We call this model symmetric unilateral access control (SUAC). Every peer independently and symmetrically applies the access control, embodied in authority statutes in the data it already has, without reference to any other system. We will analyse the properties of this model in the next section, in the prototype, and formally in a future phase.
Applying this model of agreements to m-ld will involve two main exercises: first, to define an ontology for agreements, statutes, authority and locks, which can be used in a domain to drive behaviour; and second, to specify any changes required to m-ld's protocol to support such behaviours. In both cases we will stop short of specifying code changes, as these are better suited to exploration in the prototype.
m-ld domain data is an RDF graph (expressed as JSON-LD in the API). We will use RDF Schema as the ontology language, to naturally allow a domain to declare its schema with reference to our defined ontology classes. This is the standard RDF pattern for semantic extensions. The classes and subjects defined here form the base ontology for SUAC, and will be associated with implementation modules that affect the behaviour of m-ld, including constraints. This base ontology is itself extensible; and extensions may require their own implementation modules.
To diagrammatically express RDFS Classes and Properties, as well as subjects and their relationships, we will use a specialisation of a UML Class Diagram, as shown in the key. The diagram notation will be used strictly, but following the narrative should give the reader an accurate understanding without having to fully grok the syntax.
Agreements themselves do not need to be represented in the data, since they are an artifact of behaviour that is triggered by other classes (as we will see). Of course, in some use-cases it might be important to maintain a record of the agreement in the data, but that is left to the application to represent as it chooses.
Instead, we first consider how to express the subject of an agreement, by modeling statutes.
Starting with the Statute
class itself, we define it as a scope of data for which an agreement is required, if the data is to change. The complexity in the diagram arises from how that scope is established; here we present two mechanisms, which are intended to cover the majority of use-cases. However note immediately that we are allowing for extensibility, by means of other properties or subclasses of Statute
.
A statutoryClass
is a way to make instances of a class statutory. This means that all changes to the properties of those instances will be subject to agreement. The statute instance identifies any number of statutoryClass
properties. Default instances of statutoryClass
are shown, including the recursive declaration that a Statute is itself statutory.

_Record excerpts_
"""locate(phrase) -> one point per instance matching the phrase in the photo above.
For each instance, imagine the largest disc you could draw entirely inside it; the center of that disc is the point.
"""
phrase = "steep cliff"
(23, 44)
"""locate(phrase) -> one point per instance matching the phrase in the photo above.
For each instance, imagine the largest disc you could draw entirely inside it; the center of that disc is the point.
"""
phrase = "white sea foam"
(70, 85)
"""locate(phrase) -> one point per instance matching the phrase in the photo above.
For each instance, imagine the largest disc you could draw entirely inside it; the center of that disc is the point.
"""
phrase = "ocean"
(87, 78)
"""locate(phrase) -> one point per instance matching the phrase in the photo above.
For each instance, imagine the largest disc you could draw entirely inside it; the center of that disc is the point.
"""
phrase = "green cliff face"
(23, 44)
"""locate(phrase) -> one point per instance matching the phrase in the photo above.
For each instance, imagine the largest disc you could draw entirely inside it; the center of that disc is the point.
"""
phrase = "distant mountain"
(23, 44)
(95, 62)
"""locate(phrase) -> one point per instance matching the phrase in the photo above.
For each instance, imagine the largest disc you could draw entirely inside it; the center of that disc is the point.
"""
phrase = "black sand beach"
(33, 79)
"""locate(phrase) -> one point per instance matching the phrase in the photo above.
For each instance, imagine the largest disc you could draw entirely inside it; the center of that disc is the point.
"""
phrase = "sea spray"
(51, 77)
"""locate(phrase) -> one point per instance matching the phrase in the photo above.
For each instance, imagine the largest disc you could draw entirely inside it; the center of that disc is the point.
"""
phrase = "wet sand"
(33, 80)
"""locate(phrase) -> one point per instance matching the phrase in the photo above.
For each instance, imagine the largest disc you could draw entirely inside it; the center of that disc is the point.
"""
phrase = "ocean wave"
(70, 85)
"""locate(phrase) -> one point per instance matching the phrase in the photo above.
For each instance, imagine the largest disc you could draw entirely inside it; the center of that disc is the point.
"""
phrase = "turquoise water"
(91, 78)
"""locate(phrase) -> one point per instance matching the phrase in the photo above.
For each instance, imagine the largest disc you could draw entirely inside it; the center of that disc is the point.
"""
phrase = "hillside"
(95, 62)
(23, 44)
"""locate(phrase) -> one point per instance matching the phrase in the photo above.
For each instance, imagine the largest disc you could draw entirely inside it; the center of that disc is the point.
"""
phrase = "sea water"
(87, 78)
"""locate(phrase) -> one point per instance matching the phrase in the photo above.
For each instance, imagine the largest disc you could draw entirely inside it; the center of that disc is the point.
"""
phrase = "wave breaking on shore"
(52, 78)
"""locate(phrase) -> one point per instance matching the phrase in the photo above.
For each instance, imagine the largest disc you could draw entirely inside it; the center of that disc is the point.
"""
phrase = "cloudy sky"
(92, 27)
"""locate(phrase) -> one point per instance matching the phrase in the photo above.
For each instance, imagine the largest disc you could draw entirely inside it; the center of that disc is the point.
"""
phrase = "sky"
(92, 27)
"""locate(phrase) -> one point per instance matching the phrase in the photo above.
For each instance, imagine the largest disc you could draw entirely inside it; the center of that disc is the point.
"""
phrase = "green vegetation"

_Required tasks_
[1] Set down the access control excerpt from "To diagrammatically express" to "grok the syntax.", copying it word for word.
[2] Identify every line in the records containing the string "water", and copy each of those lines in full.
The access control excerpt and the records are independent of each other.

_Exercise solutions_
[1]
To diagrammatically express RDFS Classes and Properties, as well as subjects and their relationships, we will use a specialisation of a UML Class Diagram, as shown in the key. The diagram notation will be used strictly, but following the narrative should give the reader an accurate understanding without having to fully grok the syntax.

[2]
phrase = "turquoise water"
phrase = "sea water"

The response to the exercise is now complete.